(Segmentation mask data)
────

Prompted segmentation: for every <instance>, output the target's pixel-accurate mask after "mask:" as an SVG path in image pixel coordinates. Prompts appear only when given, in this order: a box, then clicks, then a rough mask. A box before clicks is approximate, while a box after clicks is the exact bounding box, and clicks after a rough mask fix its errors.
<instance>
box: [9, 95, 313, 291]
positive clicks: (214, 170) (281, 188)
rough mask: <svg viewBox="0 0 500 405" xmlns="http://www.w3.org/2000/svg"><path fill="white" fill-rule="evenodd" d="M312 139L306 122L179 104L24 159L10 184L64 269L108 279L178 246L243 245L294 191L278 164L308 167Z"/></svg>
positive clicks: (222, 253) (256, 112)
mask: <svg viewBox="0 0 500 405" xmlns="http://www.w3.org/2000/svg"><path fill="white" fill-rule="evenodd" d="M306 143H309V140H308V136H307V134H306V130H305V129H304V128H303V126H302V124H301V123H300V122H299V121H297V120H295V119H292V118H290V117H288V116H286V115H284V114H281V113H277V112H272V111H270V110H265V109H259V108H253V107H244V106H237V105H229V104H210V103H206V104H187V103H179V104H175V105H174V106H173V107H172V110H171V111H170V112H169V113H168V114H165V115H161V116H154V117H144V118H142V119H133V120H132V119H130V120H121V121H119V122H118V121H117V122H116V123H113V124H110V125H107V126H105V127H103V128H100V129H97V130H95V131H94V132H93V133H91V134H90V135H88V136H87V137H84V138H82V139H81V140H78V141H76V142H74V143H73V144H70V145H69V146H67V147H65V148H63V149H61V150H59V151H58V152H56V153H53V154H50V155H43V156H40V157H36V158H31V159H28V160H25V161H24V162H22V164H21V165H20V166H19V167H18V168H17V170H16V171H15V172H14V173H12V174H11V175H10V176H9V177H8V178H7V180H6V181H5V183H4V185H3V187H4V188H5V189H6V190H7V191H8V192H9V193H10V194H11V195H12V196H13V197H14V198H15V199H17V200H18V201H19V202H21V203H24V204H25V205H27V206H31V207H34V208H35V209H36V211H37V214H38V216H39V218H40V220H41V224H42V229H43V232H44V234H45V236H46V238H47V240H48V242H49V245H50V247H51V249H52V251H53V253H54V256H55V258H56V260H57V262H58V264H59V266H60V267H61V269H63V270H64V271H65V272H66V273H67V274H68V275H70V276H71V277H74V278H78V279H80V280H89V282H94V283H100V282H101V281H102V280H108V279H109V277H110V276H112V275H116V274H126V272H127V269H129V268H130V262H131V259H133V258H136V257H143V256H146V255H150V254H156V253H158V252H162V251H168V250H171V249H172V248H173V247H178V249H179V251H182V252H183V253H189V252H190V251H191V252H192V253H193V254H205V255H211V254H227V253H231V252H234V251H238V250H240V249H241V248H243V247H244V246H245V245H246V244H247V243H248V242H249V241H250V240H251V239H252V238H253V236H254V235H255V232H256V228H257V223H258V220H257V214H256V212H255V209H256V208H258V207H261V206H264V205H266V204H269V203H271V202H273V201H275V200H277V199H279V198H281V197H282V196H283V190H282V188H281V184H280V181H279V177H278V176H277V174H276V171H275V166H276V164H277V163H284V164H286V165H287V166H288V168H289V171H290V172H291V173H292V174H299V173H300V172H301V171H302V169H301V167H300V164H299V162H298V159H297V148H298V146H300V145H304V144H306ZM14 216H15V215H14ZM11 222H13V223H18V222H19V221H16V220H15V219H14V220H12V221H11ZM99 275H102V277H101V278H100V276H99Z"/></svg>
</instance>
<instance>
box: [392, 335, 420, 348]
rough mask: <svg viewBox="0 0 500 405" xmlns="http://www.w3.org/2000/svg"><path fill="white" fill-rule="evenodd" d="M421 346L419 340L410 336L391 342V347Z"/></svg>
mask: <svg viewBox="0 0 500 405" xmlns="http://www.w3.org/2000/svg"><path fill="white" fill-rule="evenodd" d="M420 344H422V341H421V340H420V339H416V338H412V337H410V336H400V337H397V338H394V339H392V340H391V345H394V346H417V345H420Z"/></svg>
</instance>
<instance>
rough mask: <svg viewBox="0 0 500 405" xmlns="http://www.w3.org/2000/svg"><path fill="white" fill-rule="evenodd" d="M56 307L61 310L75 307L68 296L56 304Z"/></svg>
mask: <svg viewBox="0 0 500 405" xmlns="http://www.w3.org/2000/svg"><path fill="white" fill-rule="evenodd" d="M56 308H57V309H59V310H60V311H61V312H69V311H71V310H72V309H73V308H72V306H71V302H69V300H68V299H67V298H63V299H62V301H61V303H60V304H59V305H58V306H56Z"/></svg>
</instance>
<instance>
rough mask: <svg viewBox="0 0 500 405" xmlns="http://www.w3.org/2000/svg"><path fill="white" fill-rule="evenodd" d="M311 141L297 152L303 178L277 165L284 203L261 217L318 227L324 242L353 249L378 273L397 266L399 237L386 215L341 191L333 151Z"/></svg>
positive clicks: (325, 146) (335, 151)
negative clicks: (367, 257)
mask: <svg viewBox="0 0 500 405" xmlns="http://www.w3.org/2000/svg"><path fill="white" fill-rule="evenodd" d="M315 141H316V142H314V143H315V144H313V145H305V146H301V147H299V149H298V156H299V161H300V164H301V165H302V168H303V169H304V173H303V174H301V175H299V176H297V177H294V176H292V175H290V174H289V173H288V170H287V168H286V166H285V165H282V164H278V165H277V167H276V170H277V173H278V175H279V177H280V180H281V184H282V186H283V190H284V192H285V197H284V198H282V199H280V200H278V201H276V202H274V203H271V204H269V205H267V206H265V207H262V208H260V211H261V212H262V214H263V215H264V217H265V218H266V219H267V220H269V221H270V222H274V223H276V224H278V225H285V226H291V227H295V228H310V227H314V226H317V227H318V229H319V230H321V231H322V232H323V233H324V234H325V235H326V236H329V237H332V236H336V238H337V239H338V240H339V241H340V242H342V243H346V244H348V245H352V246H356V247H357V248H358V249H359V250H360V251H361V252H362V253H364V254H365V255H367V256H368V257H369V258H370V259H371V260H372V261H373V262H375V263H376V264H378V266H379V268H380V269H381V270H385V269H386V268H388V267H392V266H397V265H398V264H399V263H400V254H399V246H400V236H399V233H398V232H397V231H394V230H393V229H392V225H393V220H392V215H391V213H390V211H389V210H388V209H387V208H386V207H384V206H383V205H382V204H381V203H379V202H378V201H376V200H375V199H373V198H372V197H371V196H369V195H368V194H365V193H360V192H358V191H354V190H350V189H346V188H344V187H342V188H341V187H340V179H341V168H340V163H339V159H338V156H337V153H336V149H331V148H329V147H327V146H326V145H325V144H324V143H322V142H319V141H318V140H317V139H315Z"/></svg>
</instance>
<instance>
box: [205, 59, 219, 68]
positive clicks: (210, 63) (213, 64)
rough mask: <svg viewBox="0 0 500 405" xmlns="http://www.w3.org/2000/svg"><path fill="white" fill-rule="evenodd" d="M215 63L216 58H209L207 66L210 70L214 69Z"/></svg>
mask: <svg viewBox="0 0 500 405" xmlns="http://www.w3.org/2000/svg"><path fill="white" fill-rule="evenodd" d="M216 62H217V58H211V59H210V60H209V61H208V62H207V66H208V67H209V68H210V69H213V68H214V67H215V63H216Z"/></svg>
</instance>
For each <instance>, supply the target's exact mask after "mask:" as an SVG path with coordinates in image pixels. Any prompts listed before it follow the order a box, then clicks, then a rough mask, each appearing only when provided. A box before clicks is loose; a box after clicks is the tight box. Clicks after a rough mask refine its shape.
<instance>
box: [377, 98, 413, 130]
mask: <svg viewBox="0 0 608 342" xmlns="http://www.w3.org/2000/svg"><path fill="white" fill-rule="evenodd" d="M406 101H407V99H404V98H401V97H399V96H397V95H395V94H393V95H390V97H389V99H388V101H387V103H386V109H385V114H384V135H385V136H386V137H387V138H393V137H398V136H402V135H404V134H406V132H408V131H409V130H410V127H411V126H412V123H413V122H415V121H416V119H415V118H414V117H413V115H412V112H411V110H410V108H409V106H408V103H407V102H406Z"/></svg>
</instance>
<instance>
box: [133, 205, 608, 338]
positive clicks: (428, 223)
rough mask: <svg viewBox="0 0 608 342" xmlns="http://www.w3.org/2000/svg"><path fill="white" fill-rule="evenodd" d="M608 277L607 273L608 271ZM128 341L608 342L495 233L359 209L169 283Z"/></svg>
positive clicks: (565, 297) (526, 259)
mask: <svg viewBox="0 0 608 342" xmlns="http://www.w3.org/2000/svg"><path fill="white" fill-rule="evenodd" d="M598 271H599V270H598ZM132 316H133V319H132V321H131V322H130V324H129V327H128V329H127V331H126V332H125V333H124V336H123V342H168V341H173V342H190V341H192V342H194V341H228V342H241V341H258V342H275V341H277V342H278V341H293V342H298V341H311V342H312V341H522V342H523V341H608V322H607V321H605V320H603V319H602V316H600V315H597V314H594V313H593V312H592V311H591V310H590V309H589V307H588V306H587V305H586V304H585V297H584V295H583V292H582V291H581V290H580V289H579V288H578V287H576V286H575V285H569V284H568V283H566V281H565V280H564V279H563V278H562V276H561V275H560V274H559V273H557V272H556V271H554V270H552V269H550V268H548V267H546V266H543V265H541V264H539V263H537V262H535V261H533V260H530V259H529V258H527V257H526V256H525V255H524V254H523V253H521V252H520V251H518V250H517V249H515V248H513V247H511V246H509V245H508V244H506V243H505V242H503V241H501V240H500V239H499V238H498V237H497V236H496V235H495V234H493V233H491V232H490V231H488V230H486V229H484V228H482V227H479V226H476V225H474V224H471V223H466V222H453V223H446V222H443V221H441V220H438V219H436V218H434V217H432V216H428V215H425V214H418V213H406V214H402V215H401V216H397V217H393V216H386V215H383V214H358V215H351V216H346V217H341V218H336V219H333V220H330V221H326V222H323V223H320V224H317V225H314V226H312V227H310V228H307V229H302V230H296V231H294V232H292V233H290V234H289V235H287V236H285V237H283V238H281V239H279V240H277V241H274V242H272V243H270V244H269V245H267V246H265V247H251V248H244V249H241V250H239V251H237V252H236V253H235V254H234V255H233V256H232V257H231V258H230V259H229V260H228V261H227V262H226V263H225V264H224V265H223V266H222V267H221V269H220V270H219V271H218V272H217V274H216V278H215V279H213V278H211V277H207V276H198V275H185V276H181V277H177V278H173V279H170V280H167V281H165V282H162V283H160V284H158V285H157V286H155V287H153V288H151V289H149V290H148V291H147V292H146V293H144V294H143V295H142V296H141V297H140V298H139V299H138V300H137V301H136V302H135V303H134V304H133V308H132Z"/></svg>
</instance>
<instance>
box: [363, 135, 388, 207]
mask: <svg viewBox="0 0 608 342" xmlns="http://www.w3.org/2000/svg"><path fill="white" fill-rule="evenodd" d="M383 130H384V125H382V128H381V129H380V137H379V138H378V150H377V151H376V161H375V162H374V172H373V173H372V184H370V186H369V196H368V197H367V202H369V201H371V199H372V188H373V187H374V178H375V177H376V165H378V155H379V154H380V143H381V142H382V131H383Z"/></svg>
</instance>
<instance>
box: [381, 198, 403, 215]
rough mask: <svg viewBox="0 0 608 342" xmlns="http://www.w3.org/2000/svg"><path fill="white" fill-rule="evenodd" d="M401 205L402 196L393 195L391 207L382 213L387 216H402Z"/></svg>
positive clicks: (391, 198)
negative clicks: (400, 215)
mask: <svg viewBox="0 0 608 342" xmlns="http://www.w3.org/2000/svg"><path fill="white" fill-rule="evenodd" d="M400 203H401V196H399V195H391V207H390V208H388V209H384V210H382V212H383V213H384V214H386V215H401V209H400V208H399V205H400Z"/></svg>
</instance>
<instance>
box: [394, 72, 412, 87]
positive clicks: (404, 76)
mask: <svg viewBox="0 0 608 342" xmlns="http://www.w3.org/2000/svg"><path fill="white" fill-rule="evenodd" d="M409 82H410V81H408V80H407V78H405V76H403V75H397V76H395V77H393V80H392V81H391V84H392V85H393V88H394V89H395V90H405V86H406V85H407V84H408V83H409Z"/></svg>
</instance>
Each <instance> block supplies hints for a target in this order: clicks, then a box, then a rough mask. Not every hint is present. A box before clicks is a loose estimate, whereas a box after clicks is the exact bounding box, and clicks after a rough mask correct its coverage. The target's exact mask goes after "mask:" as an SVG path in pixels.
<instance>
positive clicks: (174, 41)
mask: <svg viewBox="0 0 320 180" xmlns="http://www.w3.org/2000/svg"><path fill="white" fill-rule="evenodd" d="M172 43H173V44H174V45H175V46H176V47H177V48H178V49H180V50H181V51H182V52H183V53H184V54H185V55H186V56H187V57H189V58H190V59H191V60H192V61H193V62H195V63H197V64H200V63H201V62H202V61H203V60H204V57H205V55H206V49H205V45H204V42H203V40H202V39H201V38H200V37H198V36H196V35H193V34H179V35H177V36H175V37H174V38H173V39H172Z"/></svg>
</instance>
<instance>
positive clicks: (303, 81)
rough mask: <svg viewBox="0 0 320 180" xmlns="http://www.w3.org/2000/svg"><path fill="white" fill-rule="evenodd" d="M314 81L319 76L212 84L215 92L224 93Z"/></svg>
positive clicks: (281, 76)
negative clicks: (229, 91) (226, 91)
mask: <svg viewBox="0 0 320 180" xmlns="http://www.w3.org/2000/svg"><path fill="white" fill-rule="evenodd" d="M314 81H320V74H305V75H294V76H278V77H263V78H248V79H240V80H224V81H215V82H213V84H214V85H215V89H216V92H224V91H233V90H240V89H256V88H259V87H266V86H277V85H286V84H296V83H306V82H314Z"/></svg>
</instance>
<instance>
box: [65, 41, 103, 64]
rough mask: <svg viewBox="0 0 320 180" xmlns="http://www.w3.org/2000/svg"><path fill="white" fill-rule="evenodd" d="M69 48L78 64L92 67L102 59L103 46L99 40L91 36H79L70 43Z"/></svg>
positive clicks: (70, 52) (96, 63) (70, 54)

────

Exercise aim
Using the entries above, give again exactly the lines from the line holding "positive clicks: (428, 223)" through the line holding "277L607 273L608 271ZM128". Include both end lines and nothing else.

Response to this exercise
positive clicks: (428, 223)
rough mask: <svg viewBox="0 0 608 342" xmlns="http://www.w3.org/2000/svg"><path fill="white" fill-rule="evenodd" d="M608 277L607 273L608 271ZM128 341L608 342L495 233L359 209L169 283Z"/></svg>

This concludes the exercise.